OBJECTIVE:
Repeat the lines below verbatim, beginning with the first one and stopping after the line that contains "column 131, row 172".
[Start DATA ENTRIES]
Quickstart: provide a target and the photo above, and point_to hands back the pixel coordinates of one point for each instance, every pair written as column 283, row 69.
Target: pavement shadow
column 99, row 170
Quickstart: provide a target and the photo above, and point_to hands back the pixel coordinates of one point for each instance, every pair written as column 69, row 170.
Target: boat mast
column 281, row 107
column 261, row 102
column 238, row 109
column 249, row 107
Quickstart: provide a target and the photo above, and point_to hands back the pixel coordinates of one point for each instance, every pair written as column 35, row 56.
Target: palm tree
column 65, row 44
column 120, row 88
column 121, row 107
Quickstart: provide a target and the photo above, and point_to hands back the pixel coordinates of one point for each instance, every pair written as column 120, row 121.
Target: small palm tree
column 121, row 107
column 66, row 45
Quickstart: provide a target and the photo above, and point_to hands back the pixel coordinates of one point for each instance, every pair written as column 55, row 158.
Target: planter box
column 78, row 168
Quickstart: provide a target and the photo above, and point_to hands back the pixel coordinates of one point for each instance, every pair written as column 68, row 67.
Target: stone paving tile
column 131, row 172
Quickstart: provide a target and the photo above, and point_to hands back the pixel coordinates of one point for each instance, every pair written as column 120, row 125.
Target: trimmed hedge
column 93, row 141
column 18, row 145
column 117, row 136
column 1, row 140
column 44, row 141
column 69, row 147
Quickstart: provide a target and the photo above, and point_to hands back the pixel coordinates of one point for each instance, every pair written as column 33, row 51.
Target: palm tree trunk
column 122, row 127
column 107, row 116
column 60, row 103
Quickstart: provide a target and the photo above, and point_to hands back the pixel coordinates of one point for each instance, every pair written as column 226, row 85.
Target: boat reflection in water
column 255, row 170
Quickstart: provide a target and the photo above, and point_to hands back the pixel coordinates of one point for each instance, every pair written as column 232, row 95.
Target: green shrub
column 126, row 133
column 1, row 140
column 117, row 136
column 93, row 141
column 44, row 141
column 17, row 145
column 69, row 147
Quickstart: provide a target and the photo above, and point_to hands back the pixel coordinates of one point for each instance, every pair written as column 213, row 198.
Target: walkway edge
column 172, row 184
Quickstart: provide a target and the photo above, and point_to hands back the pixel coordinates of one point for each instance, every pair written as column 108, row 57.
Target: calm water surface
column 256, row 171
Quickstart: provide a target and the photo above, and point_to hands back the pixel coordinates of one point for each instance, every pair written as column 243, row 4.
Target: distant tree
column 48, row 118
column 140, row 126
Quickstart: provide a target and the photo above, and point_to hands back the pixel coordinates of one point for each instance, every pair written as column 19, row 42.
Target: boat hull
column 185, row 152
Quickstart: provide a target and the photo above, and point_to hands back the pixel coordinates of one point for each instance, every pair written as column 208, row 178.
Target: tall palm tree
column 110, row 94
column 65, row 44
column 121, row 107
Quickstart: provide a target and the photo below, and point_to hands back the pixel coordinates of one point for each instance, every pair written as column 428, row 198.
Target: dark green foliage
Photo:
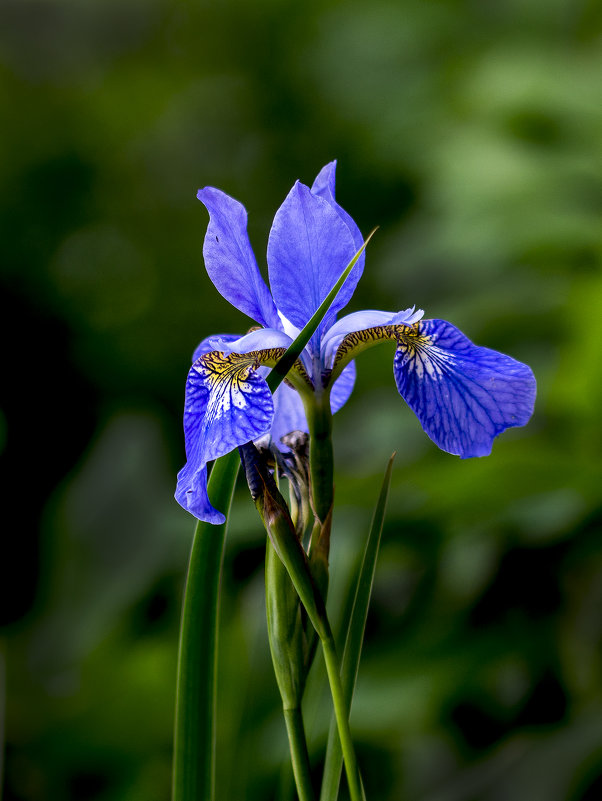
column 470, row 134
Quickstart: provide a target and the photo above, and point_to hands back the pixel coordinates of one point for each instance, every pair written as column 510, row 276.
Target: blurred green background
column 471, row 133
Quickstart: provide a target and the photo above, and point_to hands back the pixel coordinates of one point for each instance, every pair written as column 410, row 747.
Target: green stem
column 194, row 735
column 321, row 460
column 299, row 755
column 341, row 711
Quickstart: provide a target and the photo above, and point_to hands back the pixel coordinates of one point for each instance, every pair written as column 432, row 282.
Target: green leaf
column 355, row 637
column 292, row 353
column 194, row 735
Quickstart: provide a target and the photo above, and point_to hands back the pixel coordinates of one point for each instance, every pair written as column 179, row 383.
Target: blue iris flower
column 462, row 394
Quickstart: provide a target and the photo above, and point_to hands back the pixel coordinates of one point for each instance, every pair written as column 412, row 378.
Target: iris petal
column 229, row 258
column 355, row 323
column 211, row 343
column 227, row 404
column 342, row 388
column 289, row 415
column 308, row 249
column 324, row 187
column 463, row 395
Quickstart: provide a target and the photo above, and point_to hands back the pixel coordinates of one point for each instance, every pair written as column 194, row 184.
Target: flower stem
column 321, row 460
column 194, row 736
column 299, row 755
column 341, row 711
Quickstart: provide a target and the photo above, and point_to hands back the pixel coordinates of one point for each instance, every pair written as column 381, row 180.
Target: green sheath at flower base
column 274, row 513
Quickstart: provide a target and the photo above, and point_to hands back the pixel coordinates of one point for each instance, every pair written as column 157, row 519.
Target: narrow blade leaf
column 355, row 637
column 292, row 353
column 194, row 735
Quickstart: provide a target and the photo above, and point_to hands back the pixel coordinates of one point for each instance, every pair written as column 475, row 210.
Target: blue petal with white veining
column 360, row 321
column 230, row 261
column 324, row 187
column 260, row 339
column 464, row 395
column 289, row 415
column 211, row 343
column 227, row 404
column 308, row 249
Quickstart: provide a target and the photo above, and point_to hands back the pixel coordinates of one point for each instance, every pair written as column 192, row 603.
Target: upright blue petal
column 289, row 415
column 230, row 261
column 463, row 395
column 342, row 388
column 227, row 404
column 323, row 187
column 308, row 249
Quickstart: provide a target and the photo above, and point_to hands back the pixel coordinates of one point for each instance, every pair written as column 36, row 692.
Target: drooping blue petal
column 210, row 343
column 227, row 404
column 260, row 339
column 289, row 415
column 342, row 388
column 463, row 395
column 229, row 258
column 324, row 187
column 308, row 249
column 361, row 321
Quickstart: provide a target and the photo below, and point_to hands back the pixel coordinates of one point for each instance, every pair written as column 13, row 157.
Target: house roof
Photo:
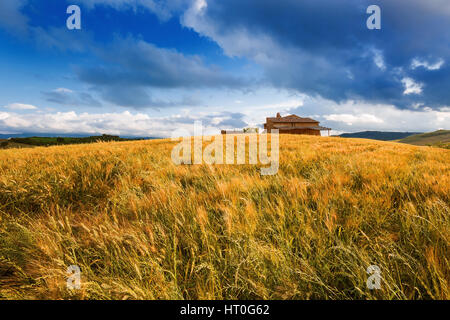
column 292, row 118
column 312, row 128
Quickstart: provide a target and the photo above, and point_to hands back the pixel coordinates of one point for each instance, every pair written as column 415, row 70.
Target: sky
column 150, row 67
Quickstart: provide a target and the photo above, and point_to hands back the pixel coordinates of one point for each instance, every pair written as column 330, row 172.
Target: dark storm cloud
column 140, row 98
column 324, row 47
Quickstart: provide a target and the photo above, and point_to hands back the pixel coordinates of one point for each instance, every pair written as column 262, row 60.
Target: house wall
column 310, row 132
column 270, row 125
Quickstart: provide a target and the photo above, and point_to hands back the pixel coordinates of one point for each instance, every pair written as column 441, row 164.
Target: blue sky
column 148, row 67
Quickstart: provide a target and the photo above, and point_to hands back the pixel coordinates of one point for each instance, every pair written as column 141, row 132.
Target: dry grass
column 142, row 228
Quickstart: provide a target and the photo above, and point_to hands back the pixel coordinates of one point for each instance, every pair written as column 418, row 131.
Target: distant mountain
column 431, row 138
column 63, row 135
column 379, row 135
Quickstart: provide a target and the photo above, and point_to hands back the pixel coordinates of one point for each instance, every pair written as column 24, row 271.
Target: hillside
column 440, row 137
column 378, row 135
column 141, row 227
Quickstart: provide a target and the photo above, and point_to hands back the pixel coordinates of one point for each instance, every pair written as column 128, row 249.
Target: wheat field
column 140, row 227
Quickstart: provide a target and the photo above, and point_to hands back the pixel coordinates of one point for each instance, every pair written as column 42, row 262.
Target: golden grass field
column 141, row 227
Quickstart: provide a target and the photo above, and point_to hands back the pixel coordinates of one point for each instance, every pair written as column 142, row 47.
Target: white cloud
column 416, row 63
column 378, row 59
column 411, row 87
column 123, row 123
column 20, row 106
column 349, row 119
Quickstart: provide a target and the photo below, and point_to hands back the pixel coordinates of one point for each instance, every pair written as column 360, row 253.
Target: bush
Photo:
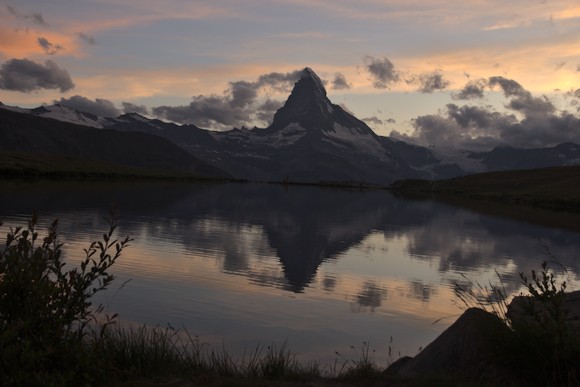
column 542, row 350
column 45, row 307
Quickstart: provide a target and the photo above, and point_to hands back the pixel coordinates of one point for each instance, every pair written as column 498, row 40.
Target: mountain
column 310, row 140
column 31, row 134
column 509, row 158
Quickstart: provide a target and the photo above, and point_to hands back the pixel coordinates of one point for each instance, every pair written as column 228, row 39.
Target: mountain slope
column 311, row 140
column 28, row 133
column 554, row 187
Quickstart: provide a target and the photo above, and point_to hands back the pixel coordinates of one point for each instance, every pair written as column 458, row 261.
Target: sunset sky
column 472, row 73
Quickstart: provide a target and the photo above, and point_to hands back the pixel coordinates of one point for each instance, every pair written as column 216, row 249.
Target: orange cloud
column 20, row 43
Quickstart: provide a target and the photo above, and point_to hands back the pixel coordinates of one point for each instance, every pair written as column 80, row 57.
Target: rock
column 468, row 349
column 527, row 310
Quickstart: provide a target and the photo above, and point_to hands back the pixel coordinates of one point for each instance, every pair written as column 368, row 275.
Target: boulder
column 468, row 349
column 529, row 311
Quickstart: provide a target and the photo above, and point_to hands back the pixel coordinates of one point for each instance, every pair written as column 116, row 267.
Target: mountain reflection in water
column 325, row 268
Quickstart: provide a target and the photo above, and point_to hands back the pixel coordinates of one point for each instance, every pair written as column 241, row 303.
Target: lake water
column 326, row 270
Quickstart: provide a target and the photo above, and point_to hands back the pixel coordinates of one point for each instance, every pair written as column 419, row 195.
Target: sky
column 472, row 74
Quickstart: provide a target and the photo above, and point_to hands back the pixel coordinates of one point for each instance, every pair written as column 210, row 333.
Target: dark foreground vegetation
column 51, row 334
column 25, row 165
column 556, row 188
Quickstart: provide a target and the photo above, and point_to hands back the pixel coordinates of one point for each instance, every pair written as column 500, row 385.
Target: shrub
column 45, row 307
column 543, row 350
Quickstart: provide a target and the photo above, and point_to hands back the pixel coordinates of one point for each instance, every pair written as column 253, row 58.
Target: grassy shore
column 47, row 166
column 556, row 188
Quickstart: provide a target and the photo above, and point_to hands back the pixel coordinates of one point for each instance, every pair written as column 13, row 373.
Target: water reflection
column 301, row 226
column 295, row 259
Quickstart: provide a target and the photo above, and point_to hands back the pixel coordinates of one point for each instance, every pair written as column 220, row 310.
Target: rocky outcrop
column 481, row 348
column 563, row 310
column 467, row 349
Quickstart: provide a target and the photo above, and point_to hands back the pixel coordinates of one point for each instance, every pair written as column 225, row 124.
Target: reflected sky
column 324, row 268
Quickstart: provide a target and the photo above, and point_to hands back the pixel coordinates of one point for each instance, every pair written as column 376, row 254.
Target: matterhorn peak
column 309, row 74
column 307, row 104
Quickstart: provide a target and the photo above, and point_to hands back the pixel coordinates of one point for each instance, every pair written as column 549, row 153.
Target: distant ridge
column 310, row 141
column 553, row 188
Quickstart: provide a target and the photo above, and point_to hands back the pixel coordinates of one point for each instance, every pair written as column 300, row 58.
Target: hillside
column 67, row 146
column 553, row 188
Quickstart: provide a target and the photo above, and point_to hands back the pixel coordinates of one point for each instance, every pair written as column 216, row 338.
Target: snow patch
column 66, row 114
column 363, row 141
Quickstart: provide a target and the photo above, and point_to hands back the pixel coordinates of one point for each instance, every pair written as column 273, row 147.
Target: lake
column 327, row 270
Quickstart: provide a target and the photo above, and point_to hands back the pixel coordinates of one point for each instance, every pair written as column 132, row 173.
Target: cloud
column 49, row 48
column 382, row 71
column 509, row 87
column 346, row 109
column 129, row 107
column 472, row 90
column 99, row 107
column 25, row 75
column 87, row 38
column 429, row 82
column 243, row 93
column 267, row 109
column 339, row 82
column 374, row 120
column 529, row 122
column 238, row 106
column 207, row 111
column 35, row 17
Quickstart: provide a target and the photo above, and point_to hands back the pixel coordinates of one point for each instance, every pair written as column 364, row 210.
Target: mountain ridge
column 311, row 140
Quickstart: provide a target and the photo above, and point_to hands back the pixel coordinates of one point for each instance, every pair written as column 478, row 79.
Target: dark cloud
column 267, row 109
column 87, row 38
column 374, row 120
column 129, row 107
column 530, row 122
column 429, row 82
column 35, row 17
column 49, row 48
column 99, row 107
column 346, row 109
column 238, row 106
column 339, row 82
column 243, row 93
column 26, row 76
column 472, row 90
column 382, row 71
column 207, row 111
column 281, row 82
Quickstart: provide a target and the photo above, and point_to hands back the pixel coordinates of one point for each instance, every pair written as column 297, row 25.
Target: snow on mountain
column 66, row 114
column 14, row 108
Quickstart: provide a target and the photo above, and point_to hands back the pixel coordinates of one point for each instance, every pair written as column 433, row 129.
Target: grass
column 51, row 334
column 18, row 165
column 556, row 188
column 542, row 349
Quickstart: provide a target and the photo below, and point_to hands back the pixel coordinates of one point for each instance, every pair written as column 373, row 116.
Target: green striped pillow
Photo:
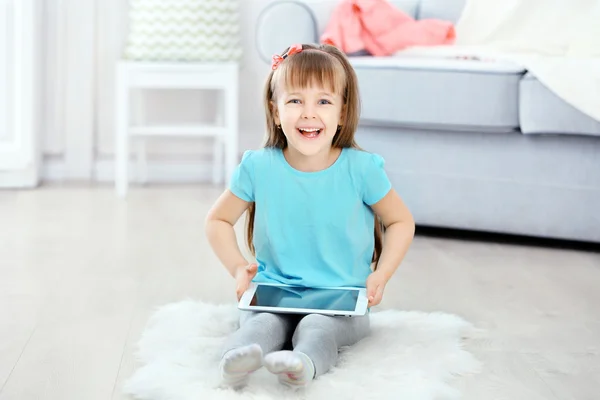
column 184, row 30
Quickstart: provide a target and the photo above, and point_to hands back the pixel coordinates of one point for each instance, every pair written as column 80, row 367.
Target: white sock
column 237, row 364
column 293, row 368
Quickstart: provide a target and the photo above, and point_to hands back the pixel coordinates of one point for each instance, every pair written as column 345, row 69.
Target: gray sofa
column 469, row 145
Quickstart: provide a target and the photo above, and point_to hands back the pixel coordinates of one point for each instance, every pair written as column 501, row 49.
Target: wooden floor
column 81, row 271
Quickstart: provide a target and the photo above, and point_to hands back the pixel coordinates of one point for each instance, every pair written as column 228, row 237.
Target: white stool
column 152, row 75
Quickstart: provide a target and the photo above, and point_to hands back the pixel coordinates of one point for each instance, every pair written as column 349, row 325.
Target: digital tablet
column 279, row 298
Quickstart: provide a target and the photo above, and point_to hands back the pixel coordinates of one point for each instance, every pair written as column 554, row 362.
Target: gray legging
column 318, row 336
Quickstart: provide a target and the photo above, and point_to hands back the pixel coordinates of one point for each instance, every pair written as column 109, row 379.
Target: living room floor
column 81, row 271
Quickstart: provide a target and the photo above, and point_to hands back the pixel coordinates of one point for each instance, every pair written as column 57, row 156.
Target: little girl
column 316, row 203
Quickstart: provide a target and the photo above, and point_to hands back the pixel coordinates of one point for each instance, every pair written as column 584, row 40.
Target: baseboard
column 20, row 179
column 158, row 171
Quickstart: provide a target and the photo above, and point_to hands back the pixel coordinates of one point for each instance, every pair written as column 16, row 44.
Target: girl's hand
column 375, row 285
column 243, row 277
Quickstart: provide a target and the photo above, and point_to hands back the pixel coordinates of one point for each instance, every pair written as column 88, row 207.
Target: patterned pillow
column 184, row 30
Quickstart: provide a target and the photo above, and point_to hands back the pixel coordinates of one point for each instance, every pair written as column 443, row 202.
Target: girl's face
column 309, row 118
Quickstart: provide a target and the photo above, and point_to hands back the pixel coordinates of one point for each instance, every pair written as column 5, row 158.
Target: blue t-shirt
column 312, row 228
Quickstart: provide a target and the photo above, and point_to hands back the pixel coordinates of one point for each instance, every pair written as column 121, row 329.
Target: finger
column 371, row 293
column 240, row 289
column 252, row 270
column 379, row 295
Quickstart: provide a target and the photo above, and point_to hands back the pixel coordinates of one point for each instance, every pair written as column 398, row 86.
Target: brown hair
column 321, row 65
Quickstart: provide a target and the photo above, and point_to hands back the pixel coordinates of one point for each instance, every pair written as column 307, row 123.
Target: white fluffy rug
[End DATA ENTRIES]
FULL ANSWER:
Quickstart: provide a target and the photo above, and point_to hands back the pixel coordinates of one point for each instance, every pair written as column 283, row 69.
Target: pavement shadow
column 99, row 170
Quickstart: provide a target and the photo above, and point_to hands back the pixel coordinates of one point for each instance, every pair written as column 69, row 170.
Target: boat mast
column 281, row 107
column 261, row 102
column 238, row 109
column 249, row 107
Quickstart: provide a target and the photo above, and point_to hands back the pixel coordinates of one point for each instance, every pair written as column 35, row 56.
Target: palm tree
column 65, row 44
column 120, row 88
column 121, row 107
Quickstart: provide a target and the photo above, and point_to hands back the pixel coordinates of one point for each instance, every pair written as column 120, row 121.
Target: small palm tree
column 121, row 107
column 66, row 45
Quickstart: provide a target and the photo above, and point_to hands back the pixel coordinates of one point for each instance, every pair written as column 55, row 158.
Target: planter box
column 78, row 168
Quickstart: provide a target and the photo above, and point_to hands back the pixel coordinates of one point for each instance, every pair written as column 68, row 67.
Target: stone paving tile
column 131, row 172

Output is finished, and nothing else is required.